• [EXERCISE BRIEF]: Copy out all the entries exactly.

[Coordinate labeling data]
★ ★ ★

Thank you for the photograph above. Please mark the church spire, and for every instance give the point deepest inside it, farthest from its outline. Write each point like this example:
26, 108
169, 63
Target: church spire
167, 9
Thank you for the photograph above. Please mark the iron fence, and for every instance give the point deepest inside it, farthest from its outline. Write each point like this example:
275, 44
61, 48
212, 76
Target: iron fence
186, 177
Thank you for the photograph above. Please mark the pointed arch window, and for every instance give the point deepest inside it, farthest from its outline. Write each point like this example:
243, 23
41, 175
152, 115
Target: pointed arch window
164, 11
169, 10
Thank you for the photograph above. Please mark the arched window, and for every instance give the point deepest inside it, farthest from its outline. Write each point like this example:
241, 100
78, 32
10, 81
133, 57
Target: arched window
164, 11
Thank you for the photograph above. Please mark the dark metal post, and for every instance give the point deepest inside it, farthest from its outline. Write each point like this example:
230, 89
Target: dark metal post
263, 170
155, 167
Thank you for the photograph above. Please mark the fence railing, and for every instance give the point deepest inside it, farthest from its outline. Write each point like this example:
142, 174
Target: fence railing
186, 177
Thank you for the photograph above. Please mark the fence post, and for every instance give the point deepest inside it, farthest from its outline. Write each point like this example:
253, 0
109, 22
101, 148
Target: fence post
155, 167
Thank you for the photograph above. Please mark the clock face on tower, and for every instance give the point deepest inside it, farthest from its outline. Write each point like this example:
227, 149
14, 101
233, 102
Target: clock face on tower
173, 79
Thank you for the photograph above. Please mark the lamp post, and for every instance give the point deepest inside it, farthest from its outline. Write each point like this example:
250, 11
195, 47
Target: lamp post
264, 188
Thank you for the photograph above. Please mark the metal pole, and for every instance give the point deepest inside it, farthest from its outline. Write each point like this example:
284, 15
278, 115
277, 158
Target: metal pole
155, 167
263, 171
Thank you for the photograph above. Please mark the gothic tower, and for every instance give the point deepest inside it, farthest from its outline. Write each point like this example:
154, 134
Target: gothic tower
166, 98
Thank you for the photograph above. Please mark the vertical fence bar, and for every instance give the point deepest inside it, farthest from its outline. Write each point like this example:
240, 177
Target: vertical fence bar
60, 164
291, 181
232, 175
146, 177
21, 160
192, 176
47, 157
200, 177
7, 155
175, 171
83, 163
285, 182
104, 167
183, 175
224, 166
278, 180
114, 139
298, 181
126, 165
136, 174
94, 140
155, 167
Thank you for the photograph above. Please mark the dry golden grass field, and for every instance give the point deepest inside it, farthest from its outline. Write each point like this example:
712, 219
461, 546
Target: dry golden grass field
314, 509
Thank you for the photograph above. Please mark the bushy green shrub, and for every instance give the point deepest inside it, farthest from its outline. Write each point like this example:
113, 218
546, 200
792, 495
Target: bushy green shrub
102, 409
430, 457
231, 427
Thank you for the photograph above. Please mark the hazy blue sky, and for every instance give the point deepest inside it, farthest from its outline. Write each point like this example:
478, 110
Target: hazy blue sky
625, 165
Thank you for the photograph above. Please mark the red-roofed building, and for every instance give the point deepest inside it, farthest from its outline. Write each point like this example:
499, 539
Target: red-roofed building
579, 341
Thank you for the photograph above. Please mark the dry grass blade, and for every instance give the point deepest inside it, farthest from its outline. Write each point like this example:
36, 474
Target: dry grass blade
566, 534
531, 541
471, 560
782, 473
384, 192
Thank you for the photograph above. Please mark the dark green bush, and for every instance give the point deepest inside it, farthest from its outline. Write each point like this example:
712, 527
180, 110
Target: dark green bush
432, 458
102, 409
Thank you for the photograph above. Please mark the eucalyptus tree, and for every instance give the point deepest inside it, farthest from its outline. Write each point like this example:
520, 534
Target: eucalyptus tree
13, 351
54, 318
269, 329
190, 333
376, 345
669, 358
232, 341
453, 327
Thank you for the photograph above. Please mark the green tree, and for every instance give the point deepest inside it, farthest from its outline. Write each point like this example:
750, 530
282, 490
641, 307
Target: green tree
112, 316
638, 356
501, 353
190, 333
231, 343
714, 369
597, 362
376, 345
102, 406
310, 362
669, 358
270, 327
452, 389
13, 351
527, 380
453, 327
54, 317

★ ★ ★

• [ANSWER FOR THE TASK]:
Thank you for the photograph above. Please mark the church spire, and for every instance give the point deepest inside it, farthest from its outline. Write each point like this example:
26, 108
169, 63
Target: church spire
167, 9
Thank you for the photograph above. Please mark the iron fence, and for every instance give the point deepest inside it, farthest from its outline. Write each point like this example:
275, 44
61, 48
212, 76
Target: iron fence
186, 177
Thank you for the photograph above. Please mark the pointed arch window, and for every instance give the point deepest inside it, farthest from its outline. Write each point like this example:
243, 23
41, 175
152, 115
Target: pointed arch window
164, 11
169, 10
Thank you for the photograph above. Please mark the arched window, and for every instance give the point deepest inside it, farthest from its outline. Write each point like this example:
241, 100
78, 32
10, 81
133, 57
Target: arched window
164, 11
Thank you for the photograph above. Please mark the dark metal post, and for every instance give the point deepest inside it, farthest from its outline. Write each point like this example:
230, 89
Target: dark metal post
263, 170
155, 167
Thank you for the photograph above. Please mark the fence railing, and for every instance give the point deepest inside it, farthest from its outline. Write each point like this example:
142, 174
Target: fence railing
186, 177
Thank you for the photograph above. Please mark the fence post, and for every instance give the point deepest inside it, farthest from its outline. Write each point like this example:
253, 0
109, 22
101, 148
Target: fence post
155, 167
Thank you for the photograph above. Please mark the clock face on tower, and for every instance give the point deepest inside it, farthest from its outline. Write each point like this example:
227, 149
14, 101
233, 102
Target: clock face on tower
173, 79
Thank you for the photograph above. Please mark the lamp post, and for every instance give the point deepest inside it, farthest from its outline. Write each point like this example:
250, 11
195, 47
Target: lamp post
264, 188
Thank you for the photograph above. Please mark the metal pole, and for every instance give the point deepest inside it, farthest from its outline. Write each point like this example:
284, 15
278, 115
277, 158
Target: metal pole
155, 167
263, 171
Thank you for the photograph above. Please mark the gothic tower, and for every instance give the point deepest inside it, farthest from its outline. Write each point like this example:
154, 134
Target: gothic tower
166, 98
Thank you for the photograph above. Please mark the vertical fence bar, and for every instance give the point deepest inside it, farthest from its outline. Write each point like this example:
240, 177
Target: vertical fence bar
60, 164
291, 181
232, 175
146, 177
21, 160
192, 176
47, 157
200, 177
7, 155
175, 171
83, 163
285, 182
104, 167
183, 175
224, 166
278, 180
114, 139
298, 181
126, 165
136, 174
94, 140
155, 167
Thank you for the photograph above. Please mark the dry golden grass field, and for every instance give the point deepest inside it, farthest from its outline. Write each point like this example:
712, 219
461, 546
Target: dry golden grass field
314, 509
Thank you for the photograph above. Please mark the bushy green shrub, and for every instance give the point deepest inside it, farthest from its outline. Write each point like this example:
113, 218
546, 200
792, 495
Target: bushy green shrub
102, 409
430, 457
231, 427
Thank you for the photograph above. Please mark the hazy blue sky, and for every instance give the point deepest inside it, farthest from its outline. Write each point like this example:
478, 110
Target: hazy blue sky
625, 165
Thank you for the photograph above. Please mark the red-roofed building, and for every instance give the point deepest inside it, farthest from its outline. Write each point like this example:
499, 539
Target: red-roofed building
579, 341
Thank you for the photograph above. Please mark the dry grass blade, and for every instance give the point deepest inside it, farthest from its outline. Write each point like this example:
36, 474
Target: dry grass blade
566, 534
531, 541
471, 560
782, 473
384, 192
Thank you for the photograph above. Please mark the dark green bush, and for every instance give the point deepest inside it, farthest from its outline. Write each point like this example:
712, 527
180, 110
Target: dark green bush
432, 458
102, 409
Thank you for the photograph above. Please mark the eucalyptus tree, and for every instance give the point deepest inside it, farthest from its outline. Write each point like this example:
520, 534
Target: eucalyptus tree
13, 351
54, 318
269, 329
190, 333
376, 345
669, 358
232, 341
453, 327
Thank you for the photograph above. Please mark the green tree, and for every instance give the point deepest inside it, farthest from its outline. Write each point like this example:
750, 530
282, 490
641, 307
Target: green tree
112, 316
638, 356
501, 353
190, 333
231, 343
714, 369
597, 362
376, 345
102, 406
310, 362
669, 358
270, 327
452, 389
13, 351
527, 380
453, 327
54, 317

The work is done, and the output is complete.